=== Section Start ===
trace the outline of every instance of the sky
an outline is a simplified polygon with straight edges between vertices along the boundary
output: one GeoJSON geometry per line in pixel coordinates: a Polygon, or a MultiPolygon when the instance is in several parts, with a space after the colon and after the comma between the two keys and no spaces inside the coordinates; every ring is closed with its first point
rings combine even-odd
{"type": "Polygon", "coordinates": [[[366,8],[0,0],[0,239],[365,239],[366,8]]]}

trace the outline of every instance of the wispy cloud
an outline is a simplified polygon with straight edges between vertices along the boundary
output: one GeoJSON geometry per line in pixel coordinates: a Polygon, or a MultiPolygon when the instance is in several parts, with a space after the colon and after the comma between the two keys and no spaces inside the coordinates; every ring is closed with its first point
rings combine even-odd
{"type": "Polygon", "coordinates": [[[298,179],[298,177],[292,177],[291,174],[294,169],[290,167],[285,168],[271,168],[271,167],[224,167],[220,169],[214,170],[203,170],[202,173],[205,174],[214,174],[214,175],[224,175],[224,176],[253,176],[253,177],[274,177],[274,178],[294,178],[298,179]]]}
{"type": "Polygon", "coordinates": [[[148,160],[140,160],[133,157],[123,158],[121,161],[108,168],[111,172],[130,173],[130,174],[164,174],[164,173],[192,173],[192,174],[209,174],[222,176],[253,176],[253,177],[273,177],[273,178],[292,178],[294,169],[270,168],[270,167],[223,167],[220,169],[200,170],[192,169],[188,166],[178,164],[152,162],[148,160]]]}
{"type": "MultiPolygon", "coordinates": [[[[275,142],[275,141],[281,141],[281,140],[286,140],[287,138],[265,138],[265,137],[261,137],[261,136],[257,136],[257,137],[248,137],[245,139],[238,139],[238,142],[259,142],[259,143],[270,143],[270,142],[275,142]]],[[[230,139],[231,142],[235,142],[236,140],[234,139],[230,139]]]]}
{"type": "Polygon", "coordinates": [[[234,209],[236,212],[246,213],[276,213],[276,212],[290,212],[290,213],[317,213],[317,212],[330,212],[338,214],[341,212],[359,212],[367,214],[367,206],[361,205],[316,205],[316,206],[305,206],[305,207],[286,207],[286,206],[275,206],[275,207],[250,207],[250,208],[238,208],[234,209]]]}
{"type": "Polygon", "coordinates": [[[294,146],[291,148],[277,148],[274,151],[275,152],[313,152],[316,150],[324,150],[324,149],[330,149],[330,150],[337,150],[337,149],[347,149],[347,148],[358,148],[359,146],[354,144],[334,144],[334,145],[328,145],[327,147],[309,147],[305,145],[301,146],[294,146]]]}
=== Section End ===
=== Section Start ===
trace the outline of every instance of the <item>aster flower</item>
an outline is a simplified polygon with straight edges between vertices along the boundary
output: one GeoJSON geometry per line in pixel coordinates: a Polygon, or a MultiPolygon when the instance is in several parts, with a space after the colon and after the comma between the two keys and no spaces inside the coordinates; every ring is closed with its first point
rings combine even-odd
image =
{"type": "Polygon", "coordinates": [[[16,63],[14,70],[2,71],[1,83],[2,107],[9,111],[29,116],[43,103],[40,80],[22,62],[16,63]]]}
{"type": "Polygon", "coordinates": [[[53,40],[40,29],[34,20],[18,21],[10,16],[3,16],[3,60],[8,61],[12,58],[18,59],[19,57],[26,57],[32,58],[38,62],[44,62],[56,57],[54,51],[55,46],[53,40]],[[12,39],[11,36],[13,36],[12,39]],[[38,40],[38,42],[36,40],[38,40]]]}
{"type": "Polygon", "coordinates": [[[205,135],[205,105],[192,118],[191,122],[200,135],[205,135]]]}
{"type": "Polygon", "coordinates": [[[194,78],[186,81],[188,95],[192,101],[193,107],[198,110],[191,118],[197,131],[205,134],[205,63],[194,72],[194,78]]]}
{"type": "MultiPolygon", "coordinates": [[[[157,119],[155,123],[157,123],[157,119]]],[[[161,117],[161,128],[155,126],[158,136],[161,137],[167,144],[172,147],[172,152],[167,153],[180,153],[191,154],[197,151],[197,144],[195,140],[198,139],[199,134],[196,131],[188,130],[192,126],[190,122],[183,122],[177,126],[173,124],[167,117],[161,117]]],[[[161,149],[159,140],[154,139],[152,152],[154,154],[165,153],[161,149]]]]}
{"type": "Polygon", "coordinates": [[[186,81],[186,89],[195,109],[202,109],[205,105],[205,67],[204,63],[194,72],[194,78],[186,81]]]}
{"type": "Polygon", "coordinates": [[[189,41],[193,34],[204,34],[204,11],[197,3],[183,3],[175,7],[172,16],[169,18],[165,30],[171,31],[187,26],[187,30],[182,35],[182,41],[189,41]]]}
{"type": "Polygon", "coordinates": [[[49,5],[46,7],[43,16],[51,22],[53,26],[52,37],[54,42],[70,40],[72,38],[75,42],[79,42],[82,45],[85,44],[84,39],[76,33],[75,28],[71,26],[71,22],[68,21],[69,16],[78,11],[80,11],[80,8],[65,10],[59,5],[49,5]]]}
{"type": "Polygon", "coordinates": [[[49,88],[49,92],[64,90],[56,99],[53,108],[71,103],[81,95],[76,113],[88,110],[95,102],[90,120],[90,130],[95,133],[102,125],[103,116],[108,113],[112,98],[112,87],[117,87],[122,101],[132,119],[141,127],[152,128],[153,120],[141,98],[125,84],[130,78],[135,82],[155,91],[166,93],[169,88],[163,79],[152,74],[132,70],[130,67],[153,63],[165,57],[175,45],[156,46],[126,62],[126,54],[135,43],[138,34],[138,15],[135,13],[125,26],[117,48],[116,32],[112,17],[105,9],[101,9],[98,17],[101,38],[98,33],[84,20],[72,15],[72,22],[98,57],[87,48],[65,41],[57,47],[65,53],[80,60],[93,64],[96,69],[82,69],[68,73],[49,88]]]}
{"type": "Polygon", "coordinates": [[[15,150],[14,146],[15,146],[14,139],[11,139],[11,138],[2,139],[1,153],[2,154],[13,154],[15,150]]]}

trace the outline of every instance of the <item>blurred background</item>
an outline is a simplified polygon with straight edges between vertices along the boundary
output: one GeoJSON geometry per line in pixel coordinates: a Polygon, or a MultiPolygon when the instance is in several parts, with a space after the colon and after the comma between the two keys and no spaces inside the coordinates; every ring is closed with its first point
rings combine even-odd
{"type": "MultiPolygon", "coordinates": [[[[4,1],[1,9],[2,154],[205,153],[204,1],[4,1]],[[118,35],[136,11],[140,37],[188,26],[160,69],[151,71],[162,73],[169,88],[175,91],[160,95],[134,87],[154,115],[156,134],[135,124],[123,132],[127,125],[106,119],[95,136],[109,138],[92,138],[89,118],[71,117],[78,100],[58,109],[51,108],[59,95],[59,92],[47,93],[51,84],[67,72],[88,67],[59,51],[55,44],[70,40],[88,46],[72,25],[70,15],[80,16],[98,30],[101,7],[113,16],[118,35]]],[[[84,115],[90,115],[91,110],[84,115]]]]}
=== Section End ===
=== Section Start ===
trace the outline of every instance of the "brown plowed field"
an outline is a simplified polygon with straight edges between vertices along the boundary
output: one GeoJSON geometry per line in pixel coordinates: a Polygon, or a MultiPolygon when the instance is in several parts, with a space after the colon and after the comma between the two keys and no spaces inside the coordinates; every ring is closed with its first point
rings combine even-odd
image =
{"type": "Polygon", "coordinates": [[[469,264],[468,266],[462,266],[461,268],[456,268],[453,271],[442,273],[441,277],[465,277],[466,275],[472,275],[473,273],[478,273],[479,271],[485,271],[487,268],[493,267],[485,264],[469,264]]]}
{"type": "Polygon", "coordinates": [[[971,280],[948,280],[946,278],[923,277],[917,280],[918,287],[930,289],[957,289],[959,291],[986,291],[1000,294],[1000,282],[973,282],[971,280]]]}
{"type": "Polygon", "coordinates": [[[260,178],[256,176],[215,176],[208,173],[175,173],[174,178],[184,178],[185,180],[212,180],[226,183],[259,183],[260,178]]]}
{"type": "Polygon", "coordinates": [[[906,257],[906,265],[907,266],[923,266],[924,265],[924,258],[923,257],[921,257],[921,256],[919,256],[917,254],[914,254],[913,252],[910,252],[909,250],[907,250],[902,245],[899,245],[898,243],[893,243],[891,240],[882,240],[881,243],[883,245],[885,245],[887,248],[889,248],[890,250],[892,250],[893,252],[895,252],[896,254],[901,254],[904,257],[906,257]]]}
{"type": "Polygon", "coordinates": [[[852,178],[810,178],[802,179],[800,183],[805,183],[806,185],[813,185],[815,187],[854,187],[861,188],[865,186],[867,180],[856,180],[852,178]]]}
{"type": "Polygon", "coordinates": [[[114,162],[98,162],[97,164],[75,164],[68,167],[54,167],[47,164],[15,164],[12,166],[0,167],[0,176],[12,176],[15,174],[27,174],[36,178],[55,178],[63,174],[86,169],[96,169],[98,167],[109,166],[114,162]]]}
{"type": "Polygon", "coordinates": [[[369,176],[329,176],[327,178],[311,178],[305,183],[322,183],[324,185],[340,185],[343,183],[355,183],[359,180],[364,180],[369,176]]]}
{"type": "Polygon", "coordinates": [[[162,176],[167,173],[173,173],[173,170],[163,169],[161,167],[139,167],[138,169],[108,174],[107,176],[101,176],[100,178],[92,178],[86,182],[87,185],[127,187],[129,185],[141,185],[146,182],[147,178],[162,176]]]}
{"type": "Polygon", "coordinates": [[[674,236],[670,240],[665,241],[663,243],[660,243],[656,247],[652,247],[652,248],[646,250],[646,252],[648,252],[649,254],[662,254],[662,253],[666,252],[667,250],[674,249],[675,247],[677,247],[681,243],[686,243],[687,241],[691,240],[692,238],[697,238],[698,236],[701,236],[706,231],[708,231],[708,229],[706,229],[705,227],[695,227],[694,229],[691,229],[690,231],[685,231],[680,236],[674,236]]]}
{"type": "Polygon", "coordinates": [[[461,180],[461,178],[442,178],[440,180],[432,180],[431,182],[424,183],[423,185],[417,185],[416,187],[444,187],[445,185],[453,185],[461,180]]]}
=== Section End ===
Look through the lines above and collect those with the word "trace".

* **Response box**:
trace the outline of every instance of the sky
trace the outline of every instance of the wispy cloud
trace the outline of every instance of the <item>aster flower</item>
trace the outline of every instance of the <item>blurred background</item>
trace the outline of every instance of the "brown plowed field"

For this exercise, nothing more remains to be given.